Collection entries:
━━━━━━━━━━━━━━━━━━━━

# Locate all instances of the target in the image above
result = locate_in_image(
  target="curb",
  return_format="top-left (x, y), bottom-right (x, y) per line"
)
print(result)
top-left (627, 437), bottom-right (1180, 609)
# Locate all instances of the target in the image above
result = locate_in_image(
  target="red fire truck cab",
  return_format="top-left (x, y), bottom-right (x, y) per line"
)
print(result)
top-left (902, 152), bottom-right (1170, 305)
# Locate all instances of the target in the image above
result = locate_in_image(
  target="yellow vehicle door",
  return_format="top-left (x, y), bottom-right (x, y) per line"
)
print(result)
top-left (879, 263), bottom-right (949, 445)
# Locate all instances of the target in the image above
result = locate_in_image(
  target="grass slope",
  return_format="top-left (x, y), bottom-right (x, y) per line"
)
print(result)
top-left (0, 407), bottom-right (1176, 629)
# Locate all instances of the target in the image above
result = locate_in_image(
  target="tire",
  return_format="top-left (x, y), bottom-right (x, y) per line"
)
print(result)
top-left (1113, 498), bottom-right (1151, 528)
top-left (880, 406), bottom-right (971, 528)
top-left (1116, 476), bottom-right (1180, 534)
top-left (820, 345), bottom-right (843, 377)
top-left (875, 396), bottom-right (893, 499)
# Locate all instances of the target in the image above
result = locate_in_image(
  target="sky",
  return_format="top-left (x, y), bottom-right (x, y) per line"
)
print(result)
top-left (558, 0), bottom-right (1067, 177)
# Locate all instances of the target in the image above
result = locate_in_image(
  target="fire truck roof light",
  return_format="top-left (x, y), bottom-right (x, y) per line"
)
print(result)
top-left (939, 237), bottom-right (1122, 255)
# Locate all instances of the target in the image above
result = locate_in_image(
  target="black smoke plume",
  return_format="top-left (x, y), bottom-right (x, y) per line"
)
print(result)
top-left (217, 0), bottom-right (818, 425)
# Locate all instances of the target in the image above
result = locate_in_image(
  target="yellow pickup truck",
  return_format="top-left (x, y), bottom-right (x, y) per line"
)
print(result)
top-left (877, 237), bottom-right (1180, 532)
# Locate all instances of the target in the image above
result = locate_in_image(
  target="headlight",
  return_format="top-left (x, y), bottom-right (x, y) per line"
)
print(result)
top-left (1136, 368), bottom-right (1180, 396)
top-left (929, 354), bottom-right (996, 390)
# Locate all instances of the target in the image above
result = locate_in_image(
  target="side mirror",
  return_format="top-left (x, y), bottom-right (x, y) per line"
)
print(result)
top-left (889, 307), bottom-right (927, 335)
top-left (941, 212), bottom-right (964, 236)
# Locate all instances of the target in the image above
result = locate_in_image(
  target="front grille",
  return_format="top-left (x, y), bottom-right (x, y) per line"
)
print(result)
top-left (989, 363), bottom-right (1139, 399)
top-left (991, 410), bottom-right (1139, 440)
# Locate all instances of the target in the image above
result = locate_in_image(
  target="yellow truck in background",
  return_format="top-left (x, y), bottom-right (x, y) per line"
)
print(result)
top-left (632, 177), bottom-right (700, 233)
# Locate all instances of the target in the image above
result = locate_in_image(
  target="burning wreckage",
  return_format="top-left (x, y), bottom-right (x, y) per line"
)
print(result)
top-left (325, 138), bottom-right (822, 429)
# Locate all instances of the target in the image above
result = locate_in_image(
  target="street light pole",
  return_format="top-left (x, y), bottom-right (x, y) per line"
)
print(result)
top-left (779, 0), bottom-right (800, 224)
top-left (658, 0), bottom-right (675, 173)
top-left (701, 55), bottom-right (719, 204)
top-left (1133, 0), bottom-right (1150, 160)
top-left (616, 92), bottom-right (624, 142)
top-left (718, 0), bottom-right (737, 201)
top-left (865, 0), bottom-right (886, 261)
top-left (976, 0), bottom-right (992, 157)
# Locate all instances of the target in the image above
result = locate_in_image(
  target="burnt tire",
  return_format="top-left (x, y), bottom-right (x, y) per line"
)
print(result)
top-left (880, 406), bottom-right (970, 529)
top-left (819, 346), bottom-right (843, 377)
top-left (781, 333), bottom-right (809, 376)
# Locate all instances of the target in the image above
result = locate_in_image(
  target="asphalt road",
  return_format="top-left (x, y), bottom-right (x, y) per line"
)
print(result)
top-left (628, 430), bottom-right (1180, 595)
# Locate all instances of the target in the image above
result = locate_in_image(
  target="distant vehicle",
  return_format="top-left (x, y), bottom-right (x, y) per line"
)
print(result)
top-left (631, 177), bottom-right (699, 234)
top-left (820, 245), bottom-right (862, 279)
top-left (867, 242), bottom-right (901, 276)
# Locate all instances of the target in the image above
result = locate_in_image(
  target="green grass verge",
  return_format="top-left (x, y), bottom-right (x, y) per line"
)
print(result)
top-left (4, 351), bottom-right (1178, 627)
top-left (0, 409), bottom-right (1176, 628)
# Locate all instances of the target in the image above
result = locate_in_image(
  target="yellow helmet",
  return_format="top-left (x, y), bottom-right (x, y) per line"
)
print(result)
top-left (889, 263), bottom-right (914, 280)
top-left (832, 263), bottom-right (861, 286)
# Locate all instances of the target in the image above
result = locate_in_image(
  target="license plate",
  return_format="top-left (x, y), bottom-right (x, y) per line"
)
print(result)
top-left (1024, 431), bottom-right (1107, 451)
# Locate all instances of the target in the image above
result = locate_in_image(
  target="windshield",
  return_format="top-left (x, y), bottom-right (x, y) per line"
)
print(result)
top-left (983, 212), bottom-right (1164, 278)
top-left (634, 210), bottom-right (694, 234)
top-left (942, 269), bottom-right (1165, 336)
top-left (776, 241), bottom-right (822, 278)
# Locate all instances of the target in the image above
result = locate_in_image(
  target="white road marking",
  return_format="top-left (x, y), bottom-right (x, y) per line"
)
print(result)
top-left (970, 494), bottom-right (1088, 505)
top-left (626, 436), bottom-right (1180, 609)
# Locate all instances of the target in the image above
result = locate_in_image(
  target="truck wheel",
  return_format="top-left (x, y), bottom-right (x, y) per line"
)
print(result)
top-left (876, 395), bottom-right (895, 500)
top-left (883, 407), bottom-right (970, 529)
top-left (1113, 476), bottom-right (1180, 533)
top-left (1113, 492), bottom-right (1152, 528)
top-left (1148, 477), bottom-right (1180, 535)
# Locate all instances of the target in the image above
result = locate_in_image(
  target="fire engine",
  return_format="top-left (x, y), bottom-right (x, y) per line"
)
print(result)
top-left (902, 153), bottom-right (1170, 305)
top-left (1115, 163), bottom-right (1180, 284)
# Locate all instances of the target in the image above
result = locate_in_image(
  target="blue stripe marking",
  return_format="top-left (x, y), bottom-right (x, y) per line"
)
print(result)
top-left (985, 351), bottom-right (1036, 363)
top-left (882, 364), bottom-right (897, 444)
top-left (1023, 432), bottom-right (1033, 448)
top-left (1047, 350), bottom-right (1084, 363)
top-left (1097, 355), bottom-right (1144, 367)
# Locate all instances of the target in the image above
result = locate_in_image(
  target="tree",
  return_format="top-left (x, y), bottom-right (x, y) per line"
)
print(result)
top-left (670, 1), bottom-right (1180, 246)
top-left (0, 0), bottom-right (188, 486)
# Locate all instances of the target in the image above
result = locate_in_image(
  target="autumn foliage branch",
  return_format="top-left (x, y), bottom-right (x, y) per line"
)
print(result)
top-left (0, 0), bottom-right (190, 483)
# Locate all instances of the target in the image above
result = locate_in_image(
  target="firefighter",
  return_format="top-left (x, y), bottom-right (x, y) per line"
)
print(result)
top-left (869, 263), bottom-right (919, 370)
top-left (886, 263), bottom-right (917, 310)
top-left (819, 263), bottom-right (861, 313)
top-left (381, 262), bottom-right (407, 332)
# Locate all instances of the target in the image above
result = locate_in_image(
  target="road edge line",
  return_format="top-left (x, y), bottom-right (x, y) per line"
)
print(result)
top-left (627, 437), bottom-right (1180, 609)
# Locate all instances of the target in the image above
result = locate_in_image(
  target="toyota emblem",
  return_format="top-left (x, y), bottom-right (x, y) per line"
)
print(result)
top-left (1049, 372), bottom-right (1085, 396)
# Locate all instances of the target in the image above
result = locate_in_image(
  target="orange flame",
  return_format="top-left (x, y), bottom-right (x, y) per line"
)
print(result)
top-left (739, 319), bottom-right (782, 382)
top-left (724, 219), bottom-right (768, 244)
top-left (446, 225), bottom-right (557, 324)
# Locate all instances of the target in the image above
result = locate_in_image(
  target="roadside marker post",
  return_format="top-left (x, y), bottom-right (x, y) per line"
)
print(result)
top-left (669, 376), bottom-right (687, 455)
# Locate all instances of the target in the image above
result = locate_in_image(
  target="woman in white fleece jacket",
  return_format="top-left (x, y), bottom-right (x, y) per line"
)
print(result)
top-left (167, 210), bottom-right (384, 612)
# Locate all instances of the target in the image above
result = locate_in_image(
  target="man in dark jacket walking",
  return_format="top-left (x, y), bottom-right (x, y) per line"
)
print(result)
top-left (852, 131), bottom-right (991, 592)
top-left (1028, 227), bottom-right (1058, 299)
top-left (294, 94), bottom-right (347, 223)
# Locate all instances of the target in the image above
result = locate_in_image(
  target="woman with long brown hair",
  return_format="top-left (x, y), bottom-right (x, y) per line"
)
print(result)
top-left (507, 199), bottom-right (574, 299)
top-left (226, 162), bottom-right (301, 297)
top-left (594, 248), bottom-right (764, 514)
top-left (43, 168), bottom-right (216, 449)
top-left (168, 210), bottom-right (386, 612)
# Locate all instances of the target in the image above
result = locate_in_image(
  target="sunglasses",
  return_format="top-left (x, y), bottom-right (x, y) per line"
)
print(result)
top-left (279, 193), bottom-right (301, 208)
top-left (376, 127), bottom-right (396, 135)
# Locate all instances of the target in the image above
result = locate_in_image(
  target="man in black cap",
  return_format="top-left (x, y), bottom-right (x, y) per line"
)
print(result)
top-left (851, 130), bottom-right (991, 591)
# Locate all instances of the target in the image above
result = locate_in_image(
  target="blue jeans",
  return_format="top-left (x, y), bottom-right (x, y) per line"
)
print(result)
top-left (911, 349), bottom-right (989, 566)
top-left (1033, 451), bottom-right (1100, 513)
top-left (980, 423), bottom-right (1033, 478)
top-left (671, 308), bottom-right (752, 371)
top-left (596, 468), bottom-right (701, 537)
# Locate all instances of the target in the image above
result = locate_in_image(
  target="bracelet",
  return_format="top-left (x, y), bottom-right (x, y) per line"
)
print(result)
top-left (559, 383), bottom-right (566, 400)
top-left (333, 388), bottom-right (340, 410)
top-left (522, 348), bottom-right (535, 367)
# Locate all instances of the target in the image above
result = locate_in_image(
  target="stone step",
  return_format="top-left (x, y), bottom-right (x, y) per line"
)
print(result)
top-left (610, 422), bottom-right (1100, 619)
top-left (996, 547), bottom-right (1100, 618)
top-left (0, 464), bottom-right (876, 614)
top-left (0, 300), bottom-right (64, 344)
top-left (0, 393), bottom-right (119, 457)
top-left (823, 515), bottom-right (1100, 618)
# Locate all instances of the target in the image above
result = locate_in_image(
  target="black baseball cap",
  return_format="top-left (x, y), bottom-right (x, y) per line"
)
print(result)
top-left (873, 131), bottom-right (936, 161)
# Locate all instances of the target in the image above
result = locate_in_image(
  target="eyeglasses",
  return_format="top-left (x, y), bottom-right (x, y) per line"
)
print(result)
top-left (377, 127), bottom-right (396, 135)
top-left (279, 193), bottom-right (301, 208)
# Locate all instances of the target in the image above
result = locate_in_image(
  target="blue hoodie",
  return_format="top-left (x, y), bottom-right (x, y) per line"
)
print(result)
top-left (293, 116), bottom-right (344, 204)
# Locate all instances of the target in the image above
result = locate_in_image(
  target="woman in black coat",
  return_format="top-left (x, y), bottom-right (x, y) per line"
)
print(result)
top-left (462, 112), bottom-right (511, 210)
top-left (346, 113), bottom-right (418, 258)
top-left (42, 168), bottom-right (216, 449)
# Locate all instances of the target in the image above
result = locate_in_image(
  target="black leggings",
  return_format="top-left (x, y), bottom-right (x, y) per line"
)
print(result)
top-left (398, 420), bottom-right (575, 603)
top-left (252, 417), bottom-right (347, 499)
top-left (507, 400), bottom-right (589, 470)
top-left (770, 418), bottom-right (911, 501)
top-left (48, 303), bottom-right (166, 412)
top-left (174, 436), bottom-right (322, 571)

━━━━━━━━━━━━━━━━━━━━

WHAT IS EXPECTED: From the data above, copy each line that has the string "white".

YOUR RESPONSE:
  target="white road marking",
  target="woman in white fleece jacket",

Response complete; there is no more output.